>> Start

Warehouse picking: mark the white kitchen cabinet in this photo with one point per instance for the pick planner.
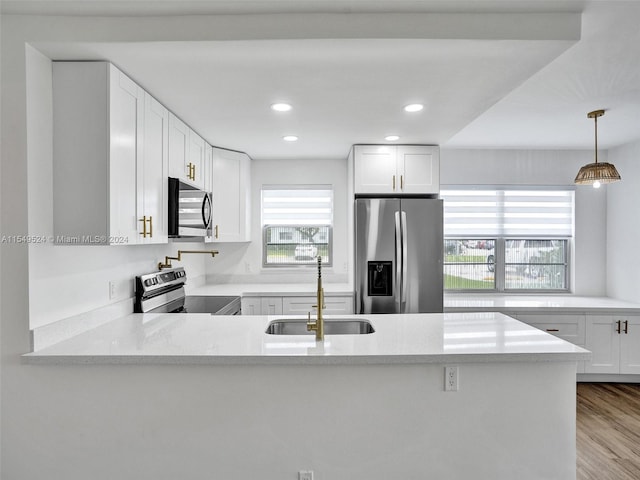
(231, 196)
(196, 159)
(98, 115)
(152, 170)
(614, 342)
(186, 153)
(261, 305)
(296, 305)
(396, 169)
(334, 305)
(251, 306)
(271, 305)
(179, 149)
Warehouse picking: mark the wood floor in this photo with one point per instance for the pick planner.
(608, 431)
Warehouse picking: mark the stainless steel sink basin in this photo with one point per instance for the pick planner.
(334, 326)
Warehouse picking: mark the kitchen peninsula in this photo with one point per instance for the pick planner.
(368, 406)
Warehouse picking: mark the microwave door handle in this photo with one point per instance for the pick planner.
(206, 211)
(398, 254)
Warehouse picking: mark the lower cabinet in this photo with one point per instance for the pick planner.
(614, 342)
(296, 305)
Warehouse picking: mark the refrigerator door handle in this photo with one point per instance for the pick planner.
(403, 223)
(399, 260)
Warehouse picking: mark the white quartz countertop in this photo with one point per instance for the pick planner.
(270, 289)
(535, 303)
(453, 302)
(207, 339)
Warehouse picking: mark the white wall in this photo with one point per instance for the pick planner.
(623, 217)
(243, 262)
(542, 167)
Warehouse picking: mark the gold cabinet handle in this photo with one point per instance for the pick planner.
(144, 226)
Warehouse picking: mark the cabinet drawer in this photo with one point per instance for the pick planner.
(303, 305)
(568, 327)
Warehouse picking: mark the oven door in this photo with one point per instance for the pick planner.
(190, 210)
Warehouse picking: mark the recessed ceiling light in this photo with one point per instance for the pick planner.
(281, 107)
(414, 107)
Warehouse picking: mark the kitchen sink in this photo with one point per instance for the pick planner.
(334, 326)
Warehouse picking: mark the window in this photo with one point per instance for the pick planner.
(508, 240)
(297, 224)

>> End

Instructions to follow
Reproduce all of the data above word for word, omitting the picture.

Correct answer
Warehouse picking: mark the white kitchen cabinet in this photo with one point per instance for the pick planner.
(231, 196)
(196, 159)
(98, 115)
(152, 170)
(614, 342)
(186, 153)
(261, 305)
(296, 305)
(396, 169)
(334, 305)
(251, 306)
(271, 305)
(179, 149)
Warehouse picking: mark the wood floor in this photo with one point per instance for the pick planner.
(608, 431)
Warehouse picking: mark the stainless steel sink basin in this photo with one point per instance for the pick planner.
(334, 326)
Warehouse picking: mark the kitchen peninsula in this photo with one point per instance for the pick planner.
(368, 406)
Warehouse picking: mark the microwave door handle in this photo with one point per instance for the pick planner.
(206, 211)
(398, 254)
Warehouse picking: mark the lower cabinet in this photo with one point per instance for the pick planner.
(614, 342)
(296, 305)
Warehouse picking: mark the refrigerator door handle in this photo with one point per instance for the pick planner.
(403, 223)
(399, 260)
Warehouse picking: mark the white quartz countertop in this photo with one point per instance for the pick planner.
(270, 289)
(535, 303)
(453, 302)
(207, 339)
Warehouse picking: mark the white wall in this photo with one point per instance for the pick planner.
(623, 217)
(243, 262)
(542, 167)
Warehouse picking: mark the gold cabinet handle in this photo with one point per instance for the pick planner.
(144, 226)
Warehouse picking: mark the cabinet drawer in this photo with one point per instance for the pick planner.
(303, 305)
(568, 327)
Warehouse picking: mark the oven door in this photo with one point per instance for the pick planner.
(190, 210)
Warehouse picking: mark the recessed ceiling light in this photo with one point per instance for the pick planner.
(281, 107)
(414, 107)
Warehouse picking: mark the kitchen sink in this photo with one point per instance for the pick planner.
(334, 326)
Warehouse picking: mark the window in this photo with one point per instance for the pick planner.
(508, 240)
(297, 224)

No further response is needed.